▸ Information
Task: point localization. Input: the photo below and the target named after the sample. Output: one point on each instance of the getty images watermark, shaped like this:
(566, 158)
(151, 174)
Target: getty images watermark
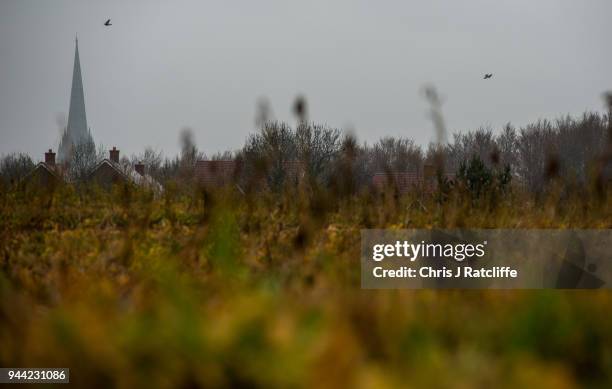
(486, 259)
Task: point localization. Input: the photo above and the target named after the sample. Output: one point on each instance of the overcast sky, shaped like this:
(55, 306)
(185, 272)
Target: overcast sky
(165, 65)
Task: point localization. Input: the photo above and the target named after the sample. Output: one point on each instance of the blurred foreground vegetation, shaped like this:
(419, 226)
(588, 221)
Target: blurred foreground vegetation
(203, 289)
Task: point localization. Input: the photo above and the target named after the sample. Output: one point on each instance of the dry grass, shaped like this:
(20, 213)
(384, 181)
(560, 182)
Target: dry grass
(223, 291)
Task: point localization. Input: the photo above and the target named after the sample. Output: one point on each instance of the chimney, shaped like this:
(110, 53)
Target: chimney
(114, 155)
(50, 158)
(429, 172)
(139, 167)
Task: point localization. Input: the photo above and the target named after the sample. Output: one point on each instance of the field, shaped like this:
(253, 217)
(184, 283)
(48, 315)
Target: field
(224, 290)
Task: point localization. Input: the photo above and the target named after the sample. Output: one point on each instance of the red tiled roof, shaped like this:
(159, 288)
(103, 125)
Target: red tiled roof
(405, 182)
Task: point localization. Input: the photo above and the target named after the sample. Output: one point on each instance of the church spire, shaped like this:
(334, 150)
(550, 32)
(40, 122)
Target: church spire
(77, 130)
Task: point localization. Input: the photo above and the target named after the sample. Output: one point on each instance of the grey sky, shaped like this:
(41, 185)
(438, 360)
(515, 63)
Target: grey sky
(164, 65)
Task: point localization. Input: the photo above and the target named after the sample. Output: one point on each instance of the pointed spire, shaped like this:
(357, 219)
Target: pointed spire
(77, 130)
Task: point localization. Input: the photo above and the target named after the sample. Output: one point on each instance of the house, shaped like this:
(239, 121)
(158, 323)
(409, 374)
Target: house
(405, 182)
(215, 174)
(219, 173)
(110, 172)
(45, 173)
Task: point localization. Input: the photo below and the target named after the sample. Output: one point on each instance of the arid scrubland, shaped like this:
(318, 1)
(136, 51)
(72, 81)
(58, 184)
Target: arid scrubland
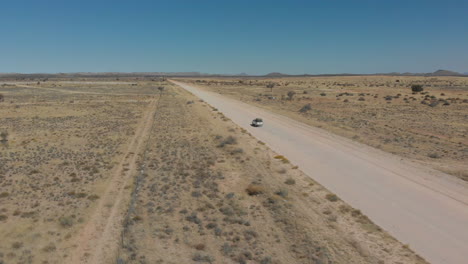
(191, 186)
(429, 126)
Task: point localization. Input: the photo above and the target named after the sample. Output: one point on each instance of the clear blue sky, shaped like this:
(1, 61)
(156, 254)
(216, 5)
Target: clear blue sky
(257, 37)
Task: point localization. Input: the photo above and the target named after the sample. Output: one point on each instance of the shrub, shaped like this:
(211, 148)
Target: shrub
(305, 108)
(66, 221)
(282, 158)
(417, 88)
(254, 190)
(17, 245)
(290, 181)
(202, 258)
(271, 86)
(4, 136)
(230, 140)
(282, 192)
(331, 197)
(199, 246)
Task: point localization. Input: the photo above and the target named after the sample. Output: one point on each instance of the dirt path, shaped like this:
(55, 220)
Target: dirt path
(98, 241)
(419, 206)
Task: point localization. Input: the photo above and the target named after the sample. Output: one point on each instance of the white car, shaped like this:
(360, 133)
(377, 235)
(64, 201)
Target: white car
(257, 122)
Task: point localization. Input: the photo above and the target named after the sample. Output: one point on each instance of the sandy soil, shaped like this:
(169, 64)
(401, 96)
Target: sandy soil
(403, 197)
(381, 111)
(97, 172)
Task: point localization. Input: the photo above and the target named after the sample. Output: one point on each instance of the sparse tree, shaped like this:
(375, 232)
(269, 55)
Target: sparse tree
(417, 88)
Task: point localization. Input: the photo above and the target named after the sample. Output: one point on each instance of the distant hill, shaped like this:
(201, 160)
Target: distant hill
(276, 74)
(444, 73)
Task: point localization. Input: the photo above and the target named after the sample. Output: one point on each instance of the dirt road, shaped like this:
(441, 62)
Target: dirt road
(421, 207)
(99, 239)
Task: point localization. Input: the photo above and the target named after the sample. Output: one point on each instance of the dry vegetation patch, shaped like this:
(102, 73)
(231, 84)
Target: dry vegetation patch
(422, 118)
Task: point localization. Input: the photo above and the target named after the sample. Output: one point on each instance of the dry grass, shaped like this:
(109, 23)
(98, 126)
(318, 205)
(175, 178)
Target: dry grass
(381, 111)
(193, 203)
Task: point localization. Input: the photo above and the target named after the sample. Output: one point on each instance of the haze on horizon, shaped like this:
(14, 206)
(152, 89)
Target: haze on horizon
(292, 37)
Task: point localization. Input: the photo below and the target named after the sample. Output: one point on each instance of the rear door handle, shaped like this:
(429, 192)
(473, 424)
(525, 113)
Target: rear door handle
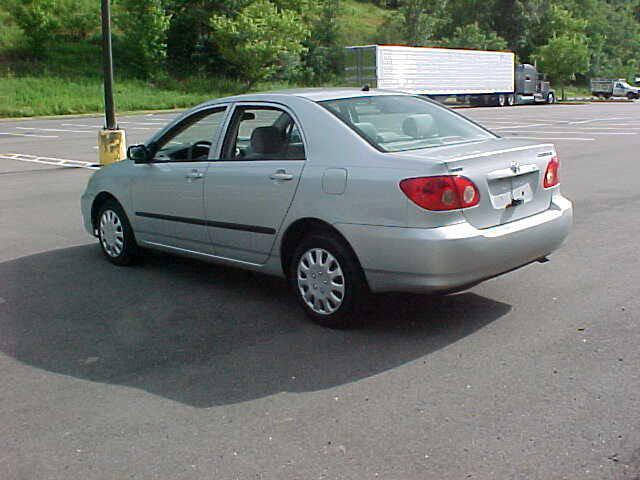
(281, 175)
(194, 175)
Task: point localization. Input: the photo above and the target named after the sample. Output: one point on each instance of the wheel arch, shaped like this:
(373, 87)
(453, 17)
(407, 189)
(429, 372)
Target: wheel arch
(296, 231)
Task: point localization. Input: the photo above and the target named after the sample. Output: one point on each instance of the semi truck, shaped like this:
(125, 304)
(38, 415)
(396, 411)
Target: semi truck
(480, 77)
(607, 88)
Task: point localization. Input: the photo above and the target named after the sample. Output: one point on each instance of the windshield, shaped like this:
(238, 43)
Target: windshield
(394, 123)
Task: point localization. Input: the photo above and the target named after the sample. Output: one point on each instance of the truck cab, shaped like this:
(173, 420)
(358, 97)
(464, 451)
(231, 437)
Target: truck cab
(607, 88)
(622, 89)
(531, 86)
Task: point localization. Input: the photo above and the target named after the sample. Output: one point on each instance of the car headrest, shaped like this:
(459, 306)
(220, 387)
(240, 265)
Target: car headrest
(368, 129)
(267, 140)
(419, 126)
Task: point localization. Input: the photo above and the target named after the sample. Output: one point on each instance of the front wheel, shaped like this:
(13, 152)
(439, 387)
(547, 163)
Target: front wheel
(115, 234)
(328, 281)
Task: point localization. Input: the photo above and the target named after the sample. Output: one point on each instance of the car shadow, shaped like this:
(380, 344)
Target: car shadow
(206, 335)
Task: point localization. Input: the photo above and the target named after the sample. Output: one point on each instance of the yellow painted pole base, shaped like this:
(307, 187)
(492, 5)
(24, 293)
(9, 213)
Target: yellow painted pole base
(112, 146)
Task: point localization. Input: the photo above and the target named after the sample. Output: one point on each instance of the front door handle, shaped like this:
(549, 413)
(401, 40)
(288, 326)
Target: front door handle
(281, 175)
(194, 175)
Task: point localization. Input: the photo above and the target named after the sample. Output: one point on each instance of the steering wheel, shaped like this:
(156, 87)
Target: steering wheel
(200, 143)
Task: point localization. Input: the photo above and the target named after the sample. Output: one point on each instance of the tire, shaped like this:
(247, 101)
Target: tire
(338, 301)
(115, 235)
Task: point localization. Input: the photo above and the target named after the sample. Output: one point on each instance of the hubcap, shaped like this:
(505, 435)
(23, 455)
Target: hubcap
(321, 281)
(111, 233)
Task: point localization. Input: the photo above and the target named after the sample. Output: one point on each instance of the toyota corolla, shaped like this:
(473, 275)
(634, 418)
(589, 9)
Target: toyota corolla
(341, 191)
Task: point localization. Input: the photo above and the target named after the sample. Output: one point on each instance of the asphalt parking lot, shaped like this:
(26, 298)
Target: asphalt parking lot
(183, 370)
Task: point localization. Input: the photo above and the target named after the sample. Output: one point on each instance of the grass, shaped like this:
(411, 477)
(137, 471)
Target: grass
(31, 95)
(68, 80)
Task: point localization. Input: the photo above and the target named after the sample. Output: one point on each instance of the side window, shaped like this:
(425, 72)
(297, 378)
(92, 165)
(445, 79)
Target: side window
(191, 140)
(263, 133)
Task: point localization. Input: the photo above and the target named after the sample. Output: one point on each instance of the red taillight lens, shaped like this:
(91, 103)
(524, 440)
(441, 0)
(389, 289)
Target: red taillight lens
(551, 178)
(448, 192)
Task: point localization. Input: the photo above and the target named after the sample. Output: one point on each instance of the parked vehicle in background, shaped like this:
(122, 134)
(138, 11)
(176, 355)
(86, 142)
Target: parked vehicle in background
(531, 86)
(607, 88)
(480, 77)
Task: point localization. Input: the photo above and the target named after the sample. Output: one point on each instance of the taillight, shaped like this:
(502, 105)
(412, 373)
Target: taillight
(447, 192)
(551, 178)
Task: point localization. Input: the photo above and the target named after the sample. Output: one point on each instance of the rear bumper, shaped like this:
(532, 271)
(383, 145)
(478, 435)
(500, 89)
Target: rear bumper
(455, 257)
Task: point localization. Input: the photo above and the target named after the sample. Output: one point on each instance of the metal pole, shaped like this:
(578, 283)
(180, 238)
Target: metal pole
(109, 106)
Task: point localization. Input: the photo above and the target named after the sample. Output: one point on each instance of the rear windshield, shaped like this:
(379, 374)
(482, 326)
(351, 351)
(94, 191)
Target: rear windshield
(394, 123)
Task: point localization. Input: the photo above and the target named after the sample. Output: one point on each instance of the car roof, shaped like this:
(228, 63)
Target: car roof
(313, 94)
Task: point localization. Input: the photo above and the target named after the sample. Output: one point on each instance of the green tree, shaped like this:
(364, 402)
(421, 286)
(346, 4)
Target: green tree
(324, 56)
(38, 22)
(257, 39)
(472, 36)
(144, 25)
(562, 57)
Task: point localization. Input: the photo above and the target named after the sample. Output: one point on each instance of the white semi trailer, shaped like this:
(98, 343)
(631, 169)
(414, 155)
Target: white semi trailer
(482, 77)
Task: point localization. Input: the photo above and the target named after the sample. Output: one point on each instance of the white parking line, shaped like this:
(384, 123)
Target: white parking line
(80, 125)
(60, 162)
(524, 126)
(596, 120)
(97, 127)
(555, 138)
(144, 123)
(578, 133)
(54, 130)
(28, 135)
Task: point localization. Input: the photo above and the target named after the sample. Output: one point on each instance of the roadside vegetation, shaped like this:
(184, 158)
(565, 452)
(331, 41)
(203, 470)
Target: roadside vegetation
(176, 53)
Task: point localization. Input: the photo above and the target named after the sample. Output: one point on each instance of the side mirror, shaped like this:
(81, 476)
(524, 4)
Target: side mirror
(139, 154)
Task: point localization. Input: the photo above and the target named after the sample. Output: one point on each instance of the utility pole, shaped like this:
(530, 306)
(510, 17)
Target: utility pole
(111, 141)
(107, 62)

▸ Task goal
Where in the listing does the string "below" appear? Copy every line that has it.

▸ Result for this task
Task: point localization. Input: the photo below and the target named after the sample. Output: one point on each instance of the getty images watermark, shaped like this:
Task: point localization. Input: the photo below and the target named after the sample. Output: one point on each instance of the arid scrubland, shaped like this:
Task: point localization. Input: the photo below and the target named after the sample. Output: one point on each instance of the rear door handle, shaped like this:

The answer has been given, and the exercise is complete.